Who invented the first chair? Experts suggest the Egyptians as experts always do when they don't know the answer. But surely the almost congenital concept of a chair must predate even Pharaohs who wished to take the weight off their feet. Knowing humans as I do, it seems more likely to me that man would create a chair before conceiving the idea of a wheel. After all, you need to sit down from time to time if you're contemplating revolutionary and busy-body ideas such as making wheels or fires, leading me to suspect that prototype chairs were built at least as early as the Stone Age.
Personally, I require a good sit down before doing almost anything. I might claim to be meditating on the task at hand while seated, but the truth is more a sort of stubborn Bartleby the Scrivenerish will towards inaction (although I can't plead clinical depression like Bartleby could have done). In fact, aside from morning ablutions and paying of household bills, none of my daily chores are absolutely necessary or bring much grist to my mill or any one's (Domine, Tu scisti).

### SOURCE MATERIAL
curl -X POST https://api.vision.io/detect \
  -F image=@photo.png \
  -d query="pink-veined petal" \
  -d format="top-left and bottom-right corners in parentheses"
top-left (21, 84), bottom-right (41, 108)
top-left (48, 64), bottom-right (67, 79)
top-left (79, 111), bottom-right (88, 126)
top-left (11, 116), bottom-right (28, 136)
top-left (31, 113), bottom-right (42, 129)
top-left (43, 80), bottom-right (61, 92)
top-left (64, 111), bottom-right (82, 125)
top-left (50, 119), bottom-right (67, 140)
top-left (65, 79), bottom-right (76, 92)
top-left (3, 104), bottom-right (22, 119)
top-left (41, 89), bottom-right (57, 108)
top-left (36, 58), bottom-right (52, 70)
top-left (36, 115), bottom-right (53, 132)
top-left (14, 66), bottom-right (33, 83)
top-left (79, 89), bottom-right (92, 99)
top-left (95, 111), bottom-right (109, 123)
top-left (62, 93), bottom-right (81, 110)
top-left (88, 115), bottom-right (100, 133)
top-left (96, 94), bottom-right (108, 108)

### TASKS
• 1. In the text about the first chair, which daily chores does the writer single out as the only necessary ones?
• 2. Continue the essay on the first chair, picking up right after its last sentence.

### REPLIES
• 1. Morning ablutions and paying the household bills.

• 2.
So I am grateful to the inventor of the chair; if not for him or her I'd spend most of my time perched on the edge of an uncomfortable rock like Rodin's lugubrious 'Thinker.' If the model for this famous sculpture was indeed thinking (which is obviously open to conjectures of one's own) I'll wager he was thinking about how much he'd prefer to be happily ensconsed in a nice chair, possibly a well-upholstered Chesterfield, or maybe one of those buttock-hammocky, Saxon-era throne type constructions. I know I would.